アヴェ・マリア!
愛する兄弟姉妹の皆様、
私たちの主イエズス・キリストの御降誕のお祝いを申し上げます。例年のように私はソウルで御降誕のお祝いをいたしました。12月25日の御降誕祭には、生後数ヶ月のパトリシアちゃんが洗礼を受けました。また夕方にはソウルでは雪が降り、とてもきれいなクリスマスとなりました。
今日、御降誕の八日間内の主日には、いつものようにグレゴリオ聖歌の歌ミサと、聖体降福式がありました。今日は、イギリスの聖ピオ十世会の教会に通っている韓国のセシリアさんがお母様の見舞いに数年ぶりに数日韓国に戻っていて、久しぶりに会うことが出来ました。
職務が終わって司祭館に帰ってみると、愛する兄弟姉妹の一人が先日ご紹介したルフェーブル大司教様の司祭叙階60周年のミサのお説教を日本語に訳して送ってメールを受け取りました! 早速、該当のフランス語のサイトに行ってルフェーブル大司教様のお説教を懐かしく聞きました。まだ私がフランスで神学生だったときにこのミサに与った頃のことを思い出していました。せっかくのクリスマスのプレゼントとして頂いたものですので、愛する兄弟姉妹の皆様にも、早速、お知らせしようと思います。

→ **練習課題**
抜粋本文にある「また夕方にはソウルでは雪が降り、とてもきれいなクリスマスとなりました。」という一文を英語に訳してください。

→ **提供データ**
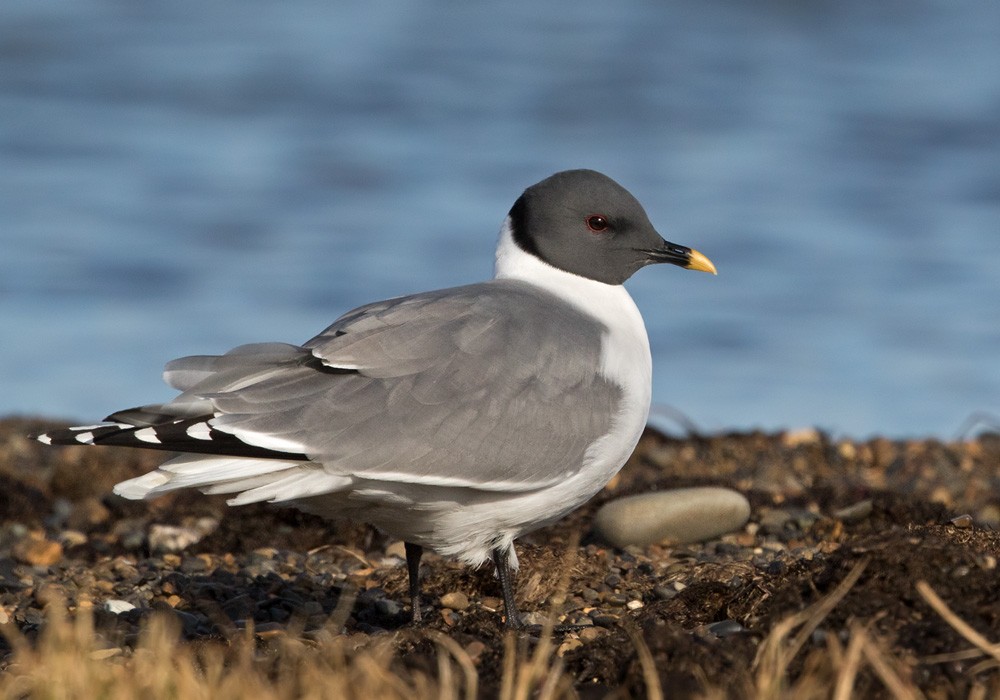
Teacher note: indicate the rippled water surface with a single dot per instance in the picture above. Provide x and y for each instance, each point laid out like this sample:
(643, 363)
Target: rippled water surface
(182, 177)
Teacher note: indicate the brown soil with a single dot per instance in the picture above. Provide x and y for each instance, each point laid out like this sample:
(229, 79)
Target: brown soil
(821, 508)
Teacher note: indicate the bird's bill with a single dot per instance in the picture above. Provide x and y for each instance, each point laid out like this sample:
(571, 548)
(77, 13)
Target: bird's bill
(697, 261)
(682, 256)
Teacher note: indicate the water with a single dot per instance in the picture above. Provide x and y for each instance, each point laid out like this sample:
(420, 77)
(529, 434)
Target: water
(182, 177)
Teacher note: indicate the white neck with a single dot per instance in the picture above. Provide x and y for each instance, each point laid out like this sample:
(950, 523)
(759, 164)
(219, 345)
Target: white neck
(512, 262)
(626, 357)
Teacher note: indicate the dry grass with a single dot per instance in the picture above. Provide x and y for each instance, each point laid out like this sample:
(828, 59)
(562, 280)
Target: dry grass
(68, 661)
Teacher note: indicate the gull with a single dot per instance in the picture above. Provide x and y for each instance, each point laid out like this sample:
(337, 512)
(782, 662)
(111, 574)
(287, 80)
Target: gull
(454, 420)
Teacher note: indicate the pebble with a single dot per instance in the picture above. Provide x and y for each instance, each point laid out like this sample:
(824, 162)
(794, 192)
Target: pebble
(680, 515)
(568, 646)
(726, 628)
(962, 521)
(456, 600)
(475, 649)
(174, 538)
(118, 606)
(855, 512)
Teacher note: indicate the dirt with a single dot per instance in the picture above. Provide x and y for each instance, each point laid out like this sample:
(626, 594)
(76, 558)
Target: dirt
(907, 511)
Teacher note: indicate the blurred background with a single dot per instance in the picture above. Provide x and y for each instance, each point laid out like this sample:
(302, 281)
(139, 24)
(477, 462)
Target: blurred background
(182, 177)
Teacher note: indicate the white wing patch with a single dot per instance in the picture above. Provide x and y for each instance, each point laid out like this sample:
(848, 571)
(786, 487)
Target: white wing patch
(199, 431)
(147, 435)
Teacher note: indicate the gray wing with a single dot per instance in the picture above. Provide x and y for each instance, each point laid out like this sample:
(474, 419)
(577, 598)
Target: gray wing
(491, 386)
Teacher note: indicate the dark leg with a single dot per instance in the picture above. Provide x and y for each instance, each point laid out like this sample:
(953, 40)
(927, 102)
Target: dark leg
(506, 577)
(413, 554)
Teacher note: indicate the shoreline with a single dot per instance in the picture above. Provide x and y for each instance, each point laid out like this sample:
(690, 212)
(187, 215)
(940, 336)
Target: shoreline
(909, 509)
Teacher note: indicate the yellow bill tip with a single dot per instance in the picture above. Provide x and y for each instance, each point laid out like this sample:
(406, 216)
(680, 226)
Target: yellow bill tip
(698, 261)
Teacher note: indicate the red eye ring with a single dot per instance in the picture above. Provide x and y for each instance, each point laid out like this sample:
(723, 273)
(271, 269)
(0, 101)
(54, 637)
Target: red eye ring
(598, 223)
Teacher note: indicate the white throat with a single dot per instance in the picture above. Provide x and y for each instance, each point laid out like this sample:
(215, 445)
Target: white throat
(625, 357)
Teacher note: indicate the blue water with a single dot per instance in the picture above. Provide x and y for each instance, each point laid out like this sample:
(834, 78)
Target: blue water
(181, 177)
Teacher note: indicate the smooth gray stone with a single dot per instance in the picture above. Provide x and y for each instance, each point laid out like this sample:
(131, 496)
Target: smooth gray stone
(679, 516)
(118, 606)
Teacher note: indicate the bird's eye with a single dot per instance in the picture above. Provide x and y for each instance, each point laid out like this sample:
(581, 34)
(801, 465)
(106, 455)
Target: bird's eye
(597, 223)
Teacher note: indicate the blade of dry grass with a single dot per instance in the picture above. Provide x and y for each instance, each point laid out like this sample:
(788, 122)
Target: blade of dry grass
(777, 652)
(957, 623)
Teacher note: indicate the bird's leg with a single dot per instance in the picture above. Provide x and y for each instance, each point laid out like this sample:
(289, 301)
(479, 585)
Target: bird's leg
(413, 554)
(506, 576)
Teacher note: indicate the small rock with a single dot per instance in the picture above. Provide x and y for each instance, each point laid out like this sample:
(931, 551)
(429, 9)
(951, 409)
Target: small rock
(174, 538)
(962, 521)
(475, 649)
(72, 538)
(855, 512)
(118, 606)
(37, 551)
(386, 607)
(773, 521)
(534, 618)
(456, 600)
(726, 628)
(679, 515)
(567, 646)
(664, 592)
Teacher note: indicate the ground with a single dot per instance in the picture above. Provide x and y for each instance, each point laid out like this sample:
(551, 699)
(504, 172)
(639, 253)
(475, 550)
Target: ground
(849, 536)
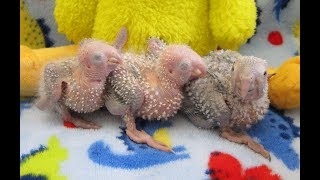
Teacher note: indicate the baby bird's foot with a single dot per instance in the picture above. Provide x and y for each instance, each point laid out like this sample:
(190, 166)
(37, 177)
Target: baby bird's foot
(143, 137)
(80, 123)
(242, 138)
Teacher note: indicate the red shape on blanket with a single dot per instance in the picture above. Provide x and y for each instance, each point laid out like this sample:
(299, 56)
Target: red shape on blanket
(260, 172)
(275, 38)
(226, 167)
(68, 124)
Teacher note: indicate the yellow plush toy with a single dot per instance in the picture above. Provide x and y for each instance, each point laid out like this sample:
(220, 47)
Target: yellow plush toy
(202, 24)
(284, 86)
(33, 60)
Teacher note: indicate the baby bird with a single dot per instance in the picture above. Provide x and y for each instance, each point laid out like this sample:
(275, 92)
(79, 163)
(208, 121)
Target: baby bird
(150, 86)
(231, 97)
(76, 85)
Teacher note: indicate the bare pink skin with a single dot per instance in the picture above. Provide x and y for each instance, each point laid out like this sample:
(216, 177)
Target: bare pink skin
(249, 82)
(249, 77)
(164, 72)
(78, 84)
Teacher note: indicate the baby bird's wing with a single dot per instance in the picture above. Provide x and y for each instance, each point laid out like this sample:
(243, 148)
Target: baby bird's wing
(52, 84)
(208, 102)
(124, 91)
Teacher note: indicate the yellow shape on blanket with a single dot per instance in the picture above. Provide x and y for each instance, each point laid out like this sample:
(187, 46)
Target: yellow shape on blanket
(30, 31)
(46, 162)
(284, 86)
(162, 135)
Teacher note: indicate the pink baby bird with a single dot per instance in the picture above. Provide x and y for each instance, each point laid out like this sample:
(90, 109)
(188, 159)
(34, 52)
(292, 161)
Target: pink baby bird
(76, 85)
(150, 86)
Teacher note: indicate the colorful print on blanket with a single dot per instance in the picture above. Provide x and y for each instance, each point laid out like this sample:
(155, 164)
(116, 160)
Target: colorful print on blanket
(44, 162)
(224, 166)
(142, 155)
(276, 133)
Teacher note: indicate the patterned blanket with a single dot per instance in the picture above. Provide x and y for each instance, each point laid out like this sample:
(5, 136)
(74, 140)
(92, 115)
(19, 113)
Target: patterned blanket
(53, 149)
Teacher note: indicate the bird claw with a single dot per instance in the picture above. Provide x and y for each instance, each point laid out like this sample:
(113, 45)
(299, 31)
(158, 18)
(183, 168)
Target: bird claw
(247, 140)
(143, 137)
(80, 123)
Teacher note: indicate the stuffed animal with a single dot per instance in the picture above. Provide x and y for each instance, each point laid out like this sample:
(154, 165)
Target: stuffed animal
(284, 86)
(202, 24)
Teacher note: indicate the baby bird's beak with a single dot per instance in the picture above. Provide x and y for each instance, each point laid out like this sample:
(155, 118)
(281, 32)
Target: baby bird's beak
(196, 72)
(115, 61)
(245, 84)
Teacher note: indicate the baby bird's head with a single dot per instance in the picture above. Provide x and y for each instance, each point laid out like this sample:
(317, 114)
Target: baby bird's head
(97, 58)
(249, 78)
(181, 64)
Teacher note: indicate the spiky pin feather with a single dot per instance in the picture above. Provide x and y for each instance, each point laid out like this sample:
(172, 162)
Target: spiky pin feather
(76, 85)
(150, 85)
(232, 96)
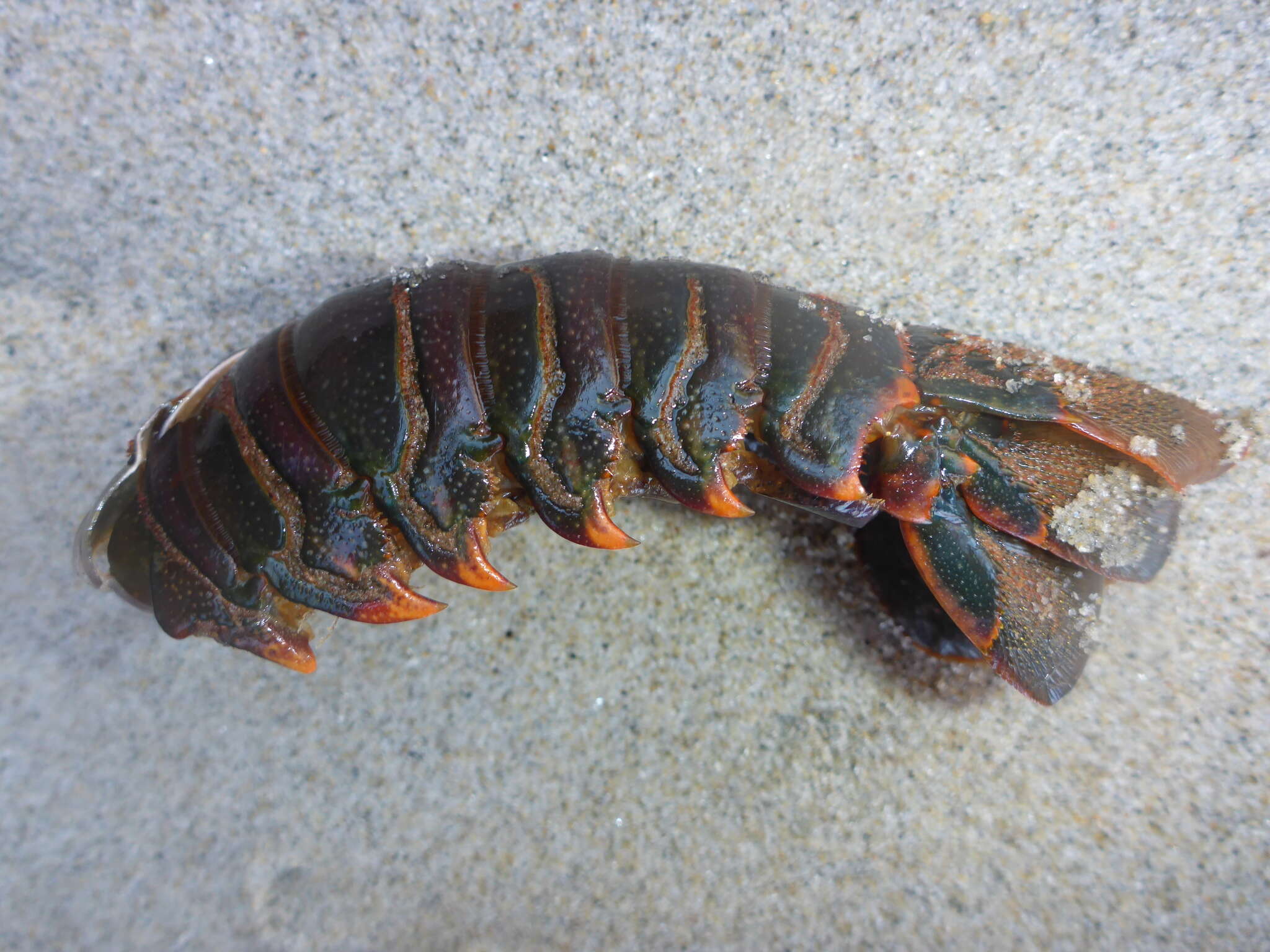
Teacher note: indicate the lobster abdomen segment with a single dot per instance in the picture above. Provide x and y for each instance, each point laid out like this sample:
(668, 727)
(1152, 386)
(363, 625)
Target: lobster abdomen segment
(406, 421)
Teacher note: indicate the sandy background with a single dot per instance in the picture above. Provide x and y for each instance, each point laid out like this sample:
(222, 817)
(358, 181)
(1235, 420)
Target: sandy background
(714, 741)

→ **解答全文**
In addition, it snowed in Seoul in the evening, and it became a very beautiful Christmas.